• [Task brief]:
Please rename "pin" to "marker" everywhere in the data below, leaving every other part unchanged.

• [Data shown]:
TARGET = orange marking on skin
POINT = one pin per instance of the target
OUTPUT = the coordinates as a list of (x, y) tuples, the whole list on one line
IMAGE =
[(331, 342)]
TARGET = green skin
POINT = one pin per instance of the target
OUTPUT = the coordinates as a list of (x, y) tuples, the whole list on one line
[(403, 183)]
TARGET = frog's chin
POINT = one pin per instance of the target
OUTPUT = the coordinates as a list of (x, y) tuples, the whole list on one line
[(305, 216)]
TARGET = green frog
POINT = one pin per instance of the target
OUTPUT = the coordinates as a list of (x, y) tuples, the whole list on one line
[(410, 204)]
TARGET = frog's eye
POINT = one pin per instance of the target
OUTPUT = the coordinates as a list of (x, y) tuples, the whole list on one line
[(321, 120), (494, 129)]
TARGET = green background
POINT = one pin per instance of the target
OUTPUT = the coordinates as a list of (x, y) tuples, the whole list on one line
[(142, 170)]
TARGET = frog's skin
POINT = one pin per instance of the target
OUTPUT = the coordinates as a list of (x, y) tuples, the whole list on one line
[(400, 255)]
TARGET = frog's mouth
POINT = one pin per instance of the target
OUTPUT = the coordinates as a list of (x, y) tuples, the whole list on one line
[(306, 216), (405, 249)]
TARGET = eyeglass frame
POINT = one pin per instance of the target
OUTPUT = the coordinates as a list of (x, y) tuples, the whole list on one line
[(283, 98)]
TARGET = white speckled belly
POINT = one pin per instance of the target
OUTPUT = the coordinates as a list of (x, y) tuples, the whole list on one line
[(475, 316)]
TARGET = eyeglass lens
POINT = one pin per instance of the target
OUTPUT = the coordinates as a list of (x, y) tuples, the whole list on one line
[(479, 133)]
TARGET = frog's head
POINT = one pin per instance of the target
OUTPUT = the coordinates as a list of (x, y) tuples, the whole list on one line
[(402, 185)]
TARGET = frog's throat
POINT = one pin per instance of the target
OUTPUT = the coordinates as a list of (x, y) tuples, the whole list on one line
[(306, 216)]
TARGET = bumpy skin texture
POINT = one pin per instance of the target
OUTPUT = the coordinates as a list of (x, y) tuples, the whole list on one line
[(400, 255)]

• [Result of the task]:
TARGET = orange marking on skin
POINT = one marker per instance of the target
OUTPUT = the coordinates as a list of (x, y) tuples, the whole list on one line
IMAGE =
[(331, 342)]
TARGET = green skin
POINT = one marker per instance of the target
OUTPUT = the coordinates as a list of (x, y) tuples, the whole list on one line
[(403, 183)]
TARGET = frog's chin
POINT = one marker per instance of the target
OUTPUT = the coordinates as a list of (x, y) tuples, the whole list on one line
[(305, 216)]
TARGET = green frog
POINT = one marker per instance of the target
OUTPUT = the coordinates as a list of (x, y) tuples, the whole list on one line
[(410, 204)]
TARGET = frog's eye
POINT = one marker per instance of the target
OUTPUT = the coordinates as a list of (x, y) tuples, the whole list on one line
[(321, 120), (494, 129)]
TARGET = green background
POINT = one marker per instance of the target
OUTPUT = the coordinates as a list of (x, y) tuples, the whole list on one line
[(142, 170)]
TARGET = frog's skin
POINT = one marker per instance of the target
OUTPUT = the coordinates as a list of (x, y) tuples, the whole list on one line
[(400, 255)]
TARGET = frog's mouth
POINT = one marker per instance of the target
OUTPUT = the coordinates as a list of (x, y) tuples, the whole list on one line
[(306, 216), (405, 249)]
TARGET = eyeglass frame
POINT = one marker per instance of the target
OUTPUT = the coordinates as a list of (x, y) tuples, the whole list on one line
[(283, 98)]
TARGET = white speckled belly
POINT = one marker per instance of the target
OUTPUT = the coordinates as a list of (x, y) tuples, the whole list on one line
[(475, 316)]
TARGET = eyeglass lens
POINT = one marker per instance of the target
OUTPUT = the coordinates as a list of (x, y) tuples, the whole list on one line
[(479, 133)]
TARGET = frog's head
POINT = one marker per instance of the target
OUTPUT = the coordinates as a list of (x, y) tuples, the whole list on one line
[(402, 185)]
TARGET = frog's throat
POINT = one marker per instance of the target
OUTPUT = the coordinates as a list of (x, y) tuples, the whole list on one line
[(306, 216)]
TARGET = bumpy skin texture
POINT = one marker per instance of the target
OUTPUT = the coordinates as a list of (x, y) tuples, the whole list on one line
[(400, 255)]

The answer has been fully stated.